● DATA SHOWN
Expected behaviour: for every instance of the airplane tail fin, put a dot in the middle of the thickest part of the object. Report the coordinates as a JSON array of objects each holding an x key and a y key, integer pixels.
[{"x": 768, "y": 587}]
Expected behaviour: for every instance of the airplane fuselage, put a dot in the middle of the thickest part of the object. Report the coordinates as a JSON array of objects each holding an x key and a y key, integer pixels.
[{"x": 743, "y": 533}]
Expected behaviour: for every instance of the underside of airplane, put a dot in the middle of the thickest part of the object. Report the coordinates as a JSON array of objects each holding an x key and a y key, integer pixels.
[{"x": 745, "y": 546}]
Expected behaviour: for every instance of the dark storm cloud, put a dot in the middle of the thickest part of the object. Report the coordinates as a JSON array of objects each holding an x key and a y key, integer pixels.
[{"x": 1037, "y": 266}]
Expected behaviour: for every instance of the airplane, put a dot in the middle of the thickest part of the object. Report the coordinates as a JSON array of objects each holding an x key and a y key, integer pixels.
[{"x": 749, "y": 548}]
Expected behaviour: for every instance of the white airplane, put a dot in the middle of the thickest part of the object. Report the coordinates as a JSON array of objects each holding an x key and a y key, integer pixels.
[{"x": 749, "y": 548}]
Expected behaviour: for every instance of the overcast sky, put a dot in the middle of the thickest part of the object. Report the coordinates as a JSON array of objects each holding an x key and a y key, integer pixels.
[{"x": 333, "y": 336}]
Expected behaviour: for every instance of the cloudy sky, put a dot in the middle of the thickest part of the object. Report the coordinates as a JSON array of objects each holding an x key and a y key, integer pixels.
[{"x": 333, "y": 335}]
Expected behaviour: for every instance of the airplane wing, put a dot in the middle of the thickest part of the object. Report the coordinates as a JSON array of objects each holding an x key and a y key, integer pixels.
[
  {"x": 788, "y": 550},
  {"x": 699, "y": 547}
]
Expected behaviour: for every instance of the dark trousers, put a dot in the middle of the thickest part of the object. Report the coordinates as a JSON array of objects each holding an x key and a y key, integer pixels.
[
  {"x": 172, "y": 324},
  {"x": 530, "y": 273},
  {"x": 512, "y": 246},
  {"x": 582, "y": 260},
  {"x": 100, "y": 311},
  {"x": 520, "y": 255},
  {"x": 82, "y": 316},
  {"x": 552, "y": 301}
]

● WORK TO BE COMPLETED
Copy the records again, requests and all, starting at the line that contains "Expected behaviour: for every instance of the dark storm" and continuing through the end of the records. In the answers, multiply every x and y coordinate by 2.6 and round to the nearest whole number, rounding halves up.

● THE ANSWER
Expected behaviour: for every instance of the dark storm cloud, put a dot in the middle of the thickest part of the object. Report the coordinates as a JSON array of objects each holding an x key and a y key, integer pixels.
[{"x": 2696, "y": 692}]
Expected behaviour: for every instance of the airplane, put a dot in the middle of the thickest part of the object. Report the coordinates as a JSON array of objects each holding an x key and a y key, integer pixels.
[{"x": 1947, "y": 1425}]
Expected behaviour: for every instance of the white airplane, put a dot in the middle of the thickest part of the object. Report the coordinates as a JSON array of objects each holding an x key and a y key, integer pixels.
[{"x": 1947, "y": 1425}]
Expected behaviour: for every instance of the overcast sky, put a dot in the middle of the thickest part of the object. Report the coordinates as a JSON array of objects each holding an x key and a y key, integer pixels.
[{"x": 866, "y": 874}]
Expected behaviour: for every instance of the cloudy sky, put a dot in the middle of the thickest part of the object. Report the coordinates as a JSON array of objects each holding an x key and a y key, integer pixels.
[{"x": 866, "y": 871}]
Expected behaviour: for every instance of the airplane wing, put a dot in the middle of the thickest part of the object. Report the coordinates as a JSON array of objects each holding an x key and a y key, integer pixels.
[
  {"x": 2049, "y": 1430},
  {"x": 1817, "y": 1422}
]
Expected behaviour: for every instance of the dark trousers, put a dot in the middle of the thickest part of the object. Report the coordinates as a JSON array of objects each holding an x key and a y key, integer pixels.
[
  {"x": 447, "y": 842},
  {"x": 1378, "y": 710},
  {"x": 1331, "y": 640},
  {"x": 1513, "y": 676},
  {"x": 260, "y": 809},
  {"x": 1352, "y": 663},
  {"x": 213, "y": 822},
  {"x": 1435, "y": 783}
]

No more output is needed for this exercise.